The problem -
Convert every line of the records below into a JSON list of strings, one string per line, with blank lines dropped. Leave the pictures out of your answer.

Stored dataset items

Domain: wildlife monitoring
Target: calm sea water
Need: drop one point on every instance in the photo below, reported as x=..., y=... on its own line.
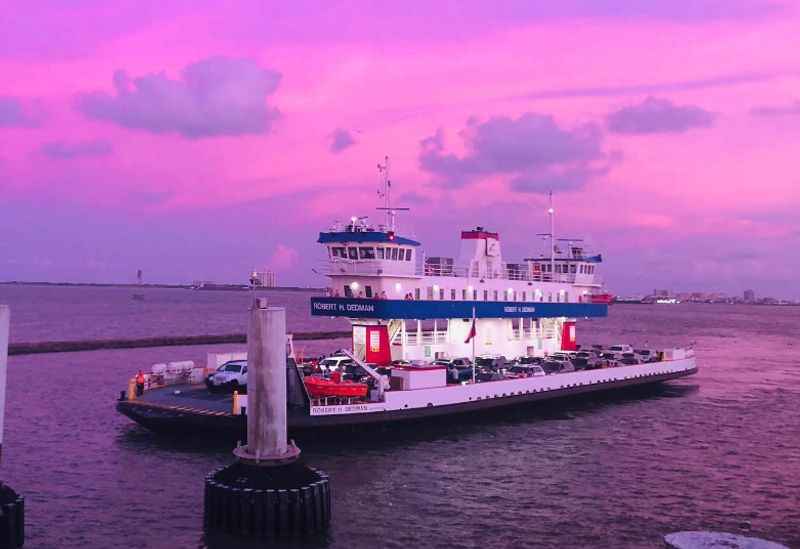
x=716, y=451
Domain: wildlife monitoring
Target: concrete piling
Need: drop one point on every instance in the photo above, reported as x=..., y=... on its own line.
x=12, y=505
x=267, y=492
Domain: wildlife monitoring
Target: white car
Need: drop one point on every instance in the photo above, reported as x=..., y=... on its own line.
x=618, y=350
x=334, y=363
x=231, y=375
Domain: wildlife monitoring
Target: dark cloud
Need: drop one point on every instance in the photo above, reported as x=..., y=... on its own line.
x=63, y=150
x=14, y=113
x=214, y=97
x=793, y=109
x=341, y=139
x=534, y=152
x=658, y=116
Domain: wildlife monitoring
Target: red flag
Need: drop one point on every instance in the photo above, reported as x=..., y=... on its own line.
x=471, y=333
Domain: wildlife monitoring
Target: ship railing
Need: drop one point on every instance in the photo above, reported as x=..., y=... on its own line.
x=369, y=268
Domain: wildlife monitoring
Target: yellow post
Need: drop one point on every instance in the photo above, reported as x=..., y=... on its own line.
x=237, y=409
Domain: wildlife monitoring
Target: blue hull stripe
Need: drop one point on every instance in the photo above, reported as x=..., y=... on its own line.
x=400, y=308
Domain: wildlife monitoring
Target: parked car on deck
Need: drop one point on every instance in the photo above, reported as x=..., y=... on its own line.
x=334, y=363
x=230, y=376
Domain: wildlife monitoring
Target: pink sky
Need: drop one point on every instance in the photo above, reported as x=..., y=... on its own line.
x=204, y=139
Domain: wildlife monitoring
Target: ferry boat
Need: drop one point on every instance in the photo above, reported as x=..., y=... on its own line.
x=419, y=323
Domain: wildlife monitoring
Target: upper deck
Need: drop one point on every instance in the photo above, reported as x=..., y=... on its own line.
x=423, y=310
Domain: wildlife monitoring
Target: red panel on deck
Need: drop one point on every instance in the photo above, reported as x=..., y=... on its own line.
x=568, y=341
x=378, y=351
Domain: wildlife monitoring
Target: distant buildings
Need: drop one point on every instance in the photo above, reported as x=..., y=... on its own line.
x=667, y=296
x=263, y=279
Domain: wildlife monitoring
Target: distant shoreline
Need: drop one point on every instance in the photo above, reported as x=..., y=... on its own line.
x=39, y=347
x=215, y=287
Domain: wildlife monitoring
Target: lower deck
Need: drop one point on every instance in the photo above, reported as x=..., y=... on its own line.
x=188, y=409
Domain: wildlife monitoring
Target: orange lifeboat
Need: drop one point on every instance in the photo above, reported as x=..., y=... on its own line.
x=604, y=299
x=323, y=388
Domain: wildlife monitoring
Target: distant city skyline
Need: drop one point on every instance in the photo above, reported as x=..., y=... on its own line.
x=196, y=143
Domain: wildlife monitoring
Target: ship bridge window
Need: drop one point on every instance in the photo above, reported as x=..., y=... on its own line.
x=366, y=253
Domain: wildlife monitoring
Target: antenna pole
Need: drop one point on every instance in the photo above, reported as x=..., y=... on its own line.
x=387, y=191
x=552, y=214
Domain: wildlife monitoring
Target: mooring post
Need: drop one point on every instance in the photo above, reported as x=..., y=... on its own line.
x=12, y=516
x=266, y=388
x=267, y=492
x=4, y=330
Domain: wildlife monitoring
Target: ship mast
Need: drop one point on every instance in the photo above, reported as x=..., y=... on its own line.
x=552, y=213
x=386, y=194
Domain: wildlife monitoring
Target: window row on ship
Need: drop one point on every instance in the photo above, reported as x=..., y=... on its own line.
x=437, y=293
x=369, y=252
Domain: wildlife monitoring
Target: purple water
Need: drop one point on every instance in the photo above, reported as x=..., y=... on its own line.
x=57, y=313
x=715, y=451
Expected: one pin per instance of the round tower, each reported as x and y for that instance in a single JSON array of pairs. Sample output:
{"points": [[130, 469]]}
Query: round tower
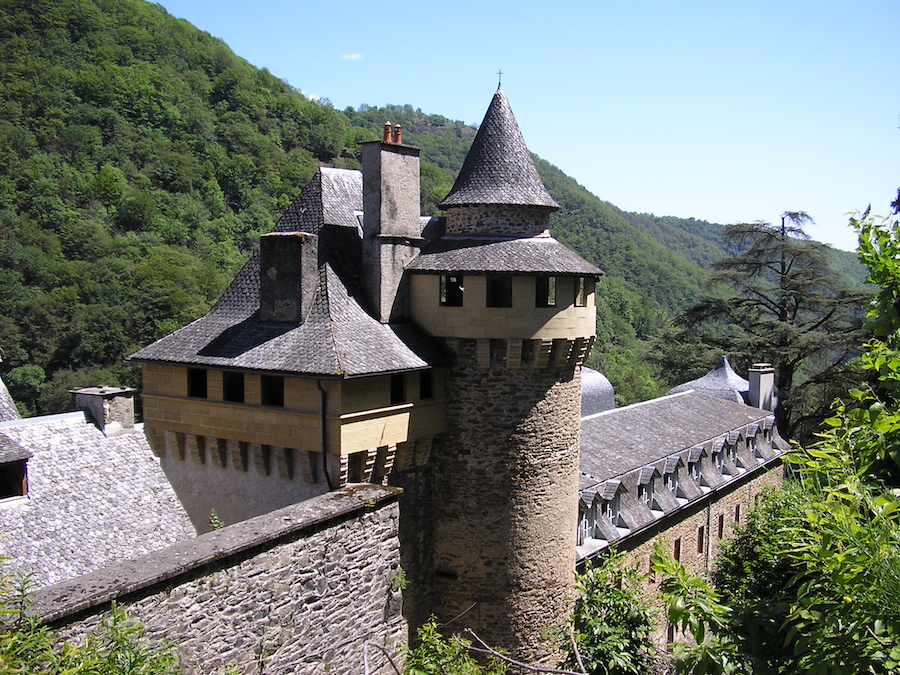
{"points": [[516, 309]]}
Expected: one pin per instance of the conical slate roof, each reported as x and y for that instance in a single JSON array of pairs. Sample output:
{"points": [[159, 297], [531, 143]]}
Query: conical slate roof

Written answer -
[
  "Domain: wildlife monitoring",
  "Target: calm sea water",
  "Need: drop one point on every instance in the photo below, reported as x=..., y=... on its own line.",
  "x=716, y=451",
  "Domain: wildlife monitoring",
  "Target: concrete piling",
  "Need: drop one point on every instance in the photo above, reported as x=..., y=... on its own line.",
  "x=12, y=505",
  "x=267, y=492",
  "Domain: wildlife monitoring",
  "Target: white car",
  "Need: drop one point on every instance in the photo above, reported as x=..., y=... on its own line.",
  "x=618, y=350",
  "x=334, y=363",
  "x=231, y=375",
  "Domain: wildlife monitoring",
  "Target: dark cloud",
  "Need: drop one point on every instance in the photo above, reported as x=..., y=... on its own line.",
  "x=63, y=150",
  "x=14, y=113",
  "x=214, y=97",
  "x=793, y=109",
  "x=341, y=139",
  "x=534, y=152",
  "x=658, y=116",
  "Domain: wildlife monitoring",
  "Target: red flag",
  "Need: drop one point on every instance in the photo above, reported as x=..., y=... on its own line.",
  "x=471, y=333",
  "Domain: wildlife monitoring",
  "Target: ship railing",
  "Need: drop one point on every instance in the photo above, reported as x=..., y=... on its own line.",
  "x=369, y=268",
  "Domain: wildlife monitoring",
  "Target: yellow post",
  "Need: drop one point on every instance in the photo above, reported as x=..., y=... on its own line.",
  "x=237, y=409",
  "Domain: wildlife monitoring",
  "Target: blue hull stripe",
  "Need: drop one point on every instance in the photo above, reported as x=..., y=... on its own line.",
  "x=400, y=308",
  "Domain: wildlife monitoring",
  "Target: parked car on deck",
  "Need: drop one point on every instance in the photo above, reported as x=..., y=... on its own line.",
  "x=334, y=363",
  "x=230, y=376",
  "Domain: wildlife monitoring",
  "Target: pink sky",
  "Need: drop one point on every instance in the photo above, reported as x=..., y=... on its own line.",
  "x=204, y=139",
  "Domain: wildlife monitoring",
  "Target: ferry boat",
  "Need: drop one point on every instance in the photo above, reported as x=..., y=... on its own line.",
  "x=419, y=323",
  "Domain: wildlife monitoring",
  "Target: upper deck",
  "Need: drop one point on every instance in the photo above, reported as x=..., y=... on its own line.",
  "x=423, y=310",
  "Domain: wildlife monitoring",
  "Target: red panel on deck",
  "Need: drop one point on every instance in the photo above, reported as x=..., y=... on its own line.",
  "x=568, y=341",
  "x=378, y=351",
  "Domain: wildlife monitoring",
  "Target: distant buildings",
  "Need: drop one point on every instance in the photo above, reported as x=..., y=... on its own line.",
  "x=667, y=296",
  "x=263, y=279",
  "Domain: wildlife monitoring",
  "Target: distant shoreline",
  "Need: drop one point on every instance in the photo above, reported as x=..., y=... on its own line.",
  "x=39, y=347",
  "x=215, y=287",
  "Domain: wildlife monitoring",
  "Target: lower deck",
  "Need: drop one point on every instance in the photo above, reported as x=..., y=... on its own line.",
  "x=188, y=409",
  "Domain: wildlife monitoring",
  "Target: orange lifeboat",
  "Need: drop one point on every instance in the photo above, reported as x=..., y=... on its own line.",
  "x=604, y=299",
  "x=323, y=388",
  "Domain: wildlife monitoring",
  "Target: distant city skyline",
  "Need: drop one point on every instance in the photo above, reported as x=..., y=... on its own line.",
  "x=196, y=143",
  "Domain: wildlife monitoring",
  "Target: ship bridge window",
  "Need: drop one point on every instance in the photo above, reported as x=..., y=... on its own line.",
  "x=366, y=253",
  "Domain: wildlife monitoring",
  "Target: antenna pole",
  "Need: drop one point on every instance in the photo above, reported as x=..., y=... on its own line.",
  "x=387, y=191",
  "x=552, y=214",
  "Domain: wildlife monitoring",
  "Target: mooring post",
  "Need: drop one point on every instance in the photo above, reported as x=..., y=... on its own line.",
  "x=12, y=516",
  "x=266, y=388",
  "x=267, y=492",
  "x=4, y=330",
  "Domain: wildlife monitoring",
  "Target: ship mast",
  "Need: drop one point on every instance in the photo above, reported as x=..., y=... on its own line.",
  "x=552, y=213",
  "x=386, y=194",
  "Domain: wildlife monitoring",
  "Target: window row on ship",
  "Need: drop one point on every instance in the photo above, reported as x=..., y=... on its own line.",
  "x=437, y=293",
  "x=369, y=252",
  "Domain: wildlife monitoring",
  "Target: purple water",
  "Need: drop one point on every instance in the photo above, reported as x=..., y=... on its own line.",
  "x=57, y=313",
  "x=715, y=451",
  "Expected: one pin per instance of the round tower, each reported as x and y for that instance in a single JSON array of pairs. Sample output:",
  "{\"points\": [[130, 469]]}",
  "Query: round tower",
  "{\"points\": [[516, 309]]}",
  "Expected: one pin per instance of the conical slate roof, each reported as x and y for that instance in a single JSON array of pairs. Sample output:",
  "{\"points\": [[159, 297], [531, 143]]}",
  "Query: conical slate roof"
]